The wizard will guide you through:
1. **API Key** - Enter your ElevenLabs API key (required)
2. **Default Voice** - Choose from popular voices (Rachel, Adam, Bella, etc.)
3. **Language** - Set your preferred language (32 supported)
4. **Audio Quality** - Standard or high quality output
5. **Cost Tracking** - Enable usage and cost monitoring
6. **Budget Limit** - Optional monthly spending cap

**🔒 Privacy:** Your API key is stored locally in `config.json` only. It never leaves your machine and is automatically excluded from git via `.gitignore`.

To reconfigure at any time, simply run the setup wizard again.

---

## ✨ Features

- **18 Voice Personas** - Carefully curated voices for different use cases
- **32 Languages** - Multi-language synthesis with the multilingual v2 model
- **Streaming Mode** - Real-time audio output as it generates
- **Sound Effects (SFX)** - AI-generated sound effects from text prompts
- **Batch Processing** - Process multiple texts in one go
- **Cost Tracking** - Monitor character usage and estimated costs
- **Voice Design** - Create custom voices from descriptions
- **Pronunciation Dictionary** - Custom word pronunciation rules
- **OpenClaw Integration** - Works with OpenClaw's built-in TTS

---

## 🎙 Available Voices

| Voice | Accent | Gender | Persona | Best For |
|-------|--------|--------|---------|----------|
| rachel | 🇺🇸 US | female | warm | Conversations, tutorials |
| adam | 🇺🇸 US | male | narrator | Documentaries, audiobooks |
| bella | 🇺🇸 US | female | professional | Business, presentations |
| brian | 🇺🇸 US | male | comforting | Meditation, calm content |
| george | 🇬🇧 UK | male | storyteller | Audiobooks, storytelling |
| alice | 🇬🇧 UK | female | educator | Tutorials, explanations |
| callum | 🇺🇸 US | male | trickster | Playful, gaming |
| charlie | 🇦🇺 AU | male | energetic | Sports, motivation |
| jessica | 🇺🇸 US | female | playful | Social media, casual |
| lily | 🇬🇧 UK | female | actress | Drama, elegant content |
| matilda | 🇺🇸 US | female | professional | Corporate, news |
| river | 🇺🇸 US | neutral | neutral | Inclusive, informative |
| roger | 🇺🇸 US | male | casual | Podcasts, relaxed |
| daniel | 🇬🇧 UK | male | broadcaster | News, announcements |
| eric | 🇺🇸 US | male | trustworthy | Business, corporate |
| chris | 🇺🇸 US | male | friendly | Tutorials, approachable |
| will | 🇺🇸 US | male | optimist | Motivation, uplifting |
| liam | 🇺🇸 US | male | social | YouTube, social media |

## 🎯 Quick Presets

- `default` → rachel (warm, friendly)
━━━━━━━━
▶ Brief
Restate the part of the setup text that opens with the words containing "The wizard will" and closes with "Adam, Bella, etc.)", substituting "Starting Voice" for "Default Voice".
━━━━━━━━
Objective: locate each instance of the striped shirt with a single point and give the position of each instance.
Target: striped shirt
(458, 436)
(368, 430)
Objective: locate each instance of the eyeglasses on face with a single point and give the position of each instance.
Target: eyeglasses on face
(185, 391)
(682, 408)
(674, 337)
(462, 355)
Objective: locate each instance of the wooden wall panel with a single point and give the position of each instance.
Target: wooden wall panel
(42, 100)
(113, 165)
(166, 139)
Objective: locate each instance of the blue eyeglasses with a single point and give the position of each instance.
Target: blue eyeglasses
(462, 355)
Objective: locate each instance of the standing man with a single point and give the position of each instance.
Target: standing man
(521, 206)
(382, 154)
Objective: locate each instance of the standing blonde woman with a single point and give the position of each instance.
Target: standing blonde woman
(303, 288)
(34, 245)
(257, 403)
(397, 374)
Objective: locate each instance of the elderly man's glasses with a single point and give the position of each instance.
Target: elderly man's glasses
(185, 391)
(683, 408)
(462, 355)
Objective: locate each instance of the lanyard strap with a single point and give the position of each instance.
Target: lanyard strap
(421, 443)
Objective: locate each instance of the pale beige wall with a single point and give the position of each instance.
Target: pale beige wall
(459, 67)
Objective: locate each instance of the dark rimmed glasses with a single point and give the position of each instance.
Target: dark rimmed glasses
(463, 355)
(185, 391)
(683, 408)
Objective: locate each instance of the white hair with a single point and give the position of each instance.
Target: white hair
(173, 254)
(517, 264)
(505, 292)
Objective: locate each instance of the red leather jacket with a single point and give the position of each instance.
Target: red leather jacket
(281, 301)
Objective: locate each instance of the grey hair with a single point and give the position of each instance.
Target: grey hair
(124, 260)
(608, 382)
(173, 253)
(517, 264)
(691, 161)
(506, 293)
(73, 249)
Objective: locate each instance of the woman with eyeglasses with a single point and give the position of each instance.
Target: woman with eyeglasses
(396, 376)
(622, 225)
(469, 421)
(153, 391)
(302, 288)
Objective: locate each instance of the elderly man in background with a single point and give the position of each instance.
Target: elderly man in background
━━━━━━━━
▶ Correct output
The wizard will guide you through:
1. **API Key** - Enter your ElevenLabs API key (required)
2. **Starting Voice** - Choose from popular voices (Rachel, Adam, Bella, etc.)